[Try it]
Below are some entries. Count the lines where "with" appears and state only that number.

[The data]
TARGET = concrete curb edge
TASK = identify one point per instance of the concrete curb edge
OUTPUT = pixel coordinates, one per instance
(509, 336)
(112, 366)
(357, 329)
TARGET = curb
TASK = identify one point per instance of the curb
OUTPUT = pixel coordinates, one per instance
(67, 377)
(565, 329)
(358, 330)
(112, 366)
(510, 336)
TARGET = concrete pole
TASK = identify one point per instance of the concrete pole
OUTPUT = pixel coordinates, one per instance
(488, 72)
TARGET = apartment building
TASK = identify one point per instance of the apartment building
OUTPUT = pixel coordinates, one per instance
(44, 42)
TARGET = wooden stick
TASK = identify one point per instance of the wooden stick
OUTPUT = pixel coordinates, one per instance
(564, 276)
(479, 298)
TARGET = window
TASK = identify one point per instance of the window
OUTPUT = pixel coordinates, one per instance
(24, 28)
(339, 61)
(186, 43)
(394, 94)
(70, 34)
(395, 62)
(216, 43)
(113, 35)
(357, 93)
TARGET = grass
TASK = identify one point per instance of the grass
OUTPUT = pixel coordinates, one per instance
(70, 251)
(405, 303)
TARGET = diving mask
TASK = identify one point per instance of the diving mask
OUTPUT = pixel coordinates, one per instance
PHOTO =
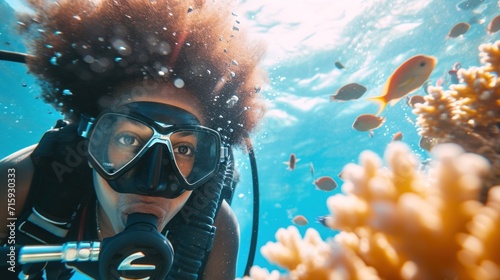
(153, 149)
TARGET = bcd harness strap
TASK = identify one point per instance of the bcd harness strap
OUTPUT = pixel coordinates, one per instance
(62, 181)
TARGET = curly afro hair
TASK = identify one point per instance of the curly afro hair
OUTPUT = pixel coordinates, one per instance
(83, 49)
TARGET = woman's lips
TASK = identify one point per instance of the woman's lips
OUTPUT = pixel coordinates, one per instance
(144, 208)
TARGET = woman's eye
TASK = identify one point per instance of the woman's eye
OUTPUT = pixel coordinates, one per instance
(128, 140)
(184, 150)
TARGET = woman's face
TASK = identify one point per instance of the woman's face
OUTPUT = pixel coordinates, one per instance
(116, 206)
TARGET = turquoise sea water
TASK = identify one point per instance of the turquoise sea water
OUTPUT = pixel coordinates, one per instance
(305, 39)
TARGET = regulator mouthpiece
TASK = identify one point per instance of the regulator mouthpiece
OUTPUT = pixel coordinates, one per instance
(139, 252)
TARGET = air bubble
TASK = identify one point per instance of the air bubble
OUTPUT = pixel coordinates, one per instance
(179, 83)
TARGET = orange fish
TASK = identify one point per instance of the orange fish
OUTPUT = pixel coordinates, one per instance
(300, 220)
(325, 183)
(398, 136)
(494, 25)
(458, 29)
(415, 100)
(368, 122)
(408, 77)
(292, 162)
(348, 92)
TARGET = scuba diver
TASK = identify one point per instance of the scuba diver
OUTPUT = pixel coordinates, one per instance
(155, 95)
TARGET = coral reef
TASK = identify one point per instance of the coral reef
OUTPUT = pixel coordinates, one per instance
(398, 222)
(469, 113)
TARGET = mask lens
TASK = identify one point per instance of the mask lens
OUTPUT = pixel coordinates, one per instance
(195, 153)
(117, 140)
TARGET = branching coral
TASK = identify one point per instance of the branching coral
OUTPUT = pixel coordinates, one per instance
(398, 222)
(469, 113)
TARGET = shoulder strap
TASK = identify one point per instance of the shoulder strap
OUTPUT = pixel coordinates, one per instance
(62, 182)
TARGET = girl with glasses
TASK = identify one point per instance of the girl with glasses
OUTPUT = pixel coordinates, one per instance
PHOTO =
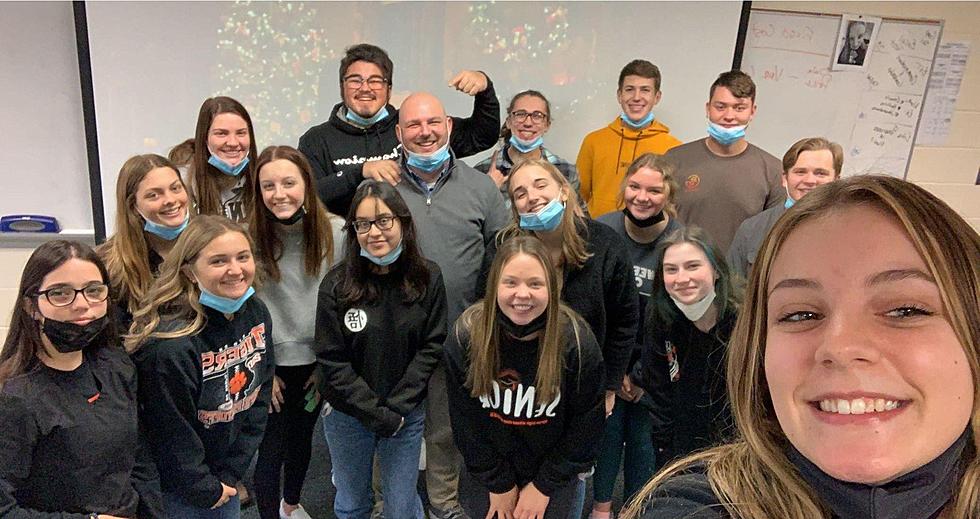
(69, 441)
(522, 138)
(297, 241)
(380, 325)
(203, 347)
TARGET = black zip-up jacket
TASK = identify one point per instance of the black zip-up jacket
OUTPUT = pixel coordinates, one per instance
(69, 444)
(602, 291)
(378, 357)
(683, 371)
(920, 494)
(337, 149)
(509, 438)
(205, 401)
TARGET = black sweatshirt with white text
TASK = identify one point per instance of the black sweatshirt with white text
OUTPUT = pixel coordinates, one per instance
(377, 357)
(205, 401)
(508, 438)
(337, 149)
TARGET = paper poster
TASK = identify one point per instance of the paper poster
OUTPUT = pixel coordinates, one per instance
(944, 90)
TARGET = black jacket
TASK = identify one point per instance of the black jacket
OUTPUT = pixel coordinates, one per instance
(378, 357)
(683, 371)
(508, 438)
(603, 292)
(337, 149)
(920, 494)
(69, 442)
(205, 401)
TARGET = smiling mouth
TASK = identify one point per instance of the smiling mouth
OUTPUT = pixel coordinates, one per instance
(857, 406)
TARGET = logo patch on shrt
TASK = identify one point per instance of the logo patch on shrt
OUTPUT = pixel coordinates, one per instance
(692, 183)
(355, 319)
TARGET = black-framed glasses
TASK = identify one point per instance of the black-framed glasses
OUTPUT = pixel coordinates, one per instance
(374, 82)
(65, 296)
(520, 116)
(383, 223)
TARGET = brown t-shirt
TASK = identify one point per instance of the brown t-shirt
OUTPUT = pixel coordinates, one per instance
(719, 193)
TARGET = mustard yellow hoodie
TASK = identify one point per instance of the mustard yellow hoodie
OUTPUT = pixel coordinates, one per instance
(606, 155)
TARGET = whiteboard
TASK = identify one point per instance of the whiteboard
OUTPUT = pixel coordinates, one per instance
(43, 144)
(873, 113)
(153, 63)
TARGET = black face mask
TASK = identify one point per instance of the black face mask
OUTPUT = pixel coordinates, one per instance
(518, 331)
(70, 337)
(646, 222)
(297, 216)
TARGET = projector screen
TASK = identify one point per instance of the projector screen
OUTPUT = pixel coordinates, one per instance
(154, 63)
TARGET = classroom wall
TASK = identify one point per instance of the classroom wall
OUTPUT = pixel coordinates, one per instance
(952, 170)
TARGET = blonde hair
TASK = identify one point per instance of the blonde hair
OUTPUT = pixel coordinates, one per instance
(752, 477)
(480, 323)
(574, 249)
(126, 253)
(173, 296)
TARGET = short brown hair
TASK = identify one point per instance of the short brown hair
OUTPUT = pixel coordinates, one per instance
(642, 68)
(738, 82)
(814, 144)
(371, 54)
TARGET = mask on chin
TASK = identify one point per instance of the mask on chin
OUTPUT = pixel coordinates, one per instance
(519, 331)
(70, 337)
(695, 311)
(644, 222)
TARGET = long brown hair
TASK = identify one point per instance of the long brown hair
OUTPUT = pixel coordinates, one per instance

[Response to this task]
4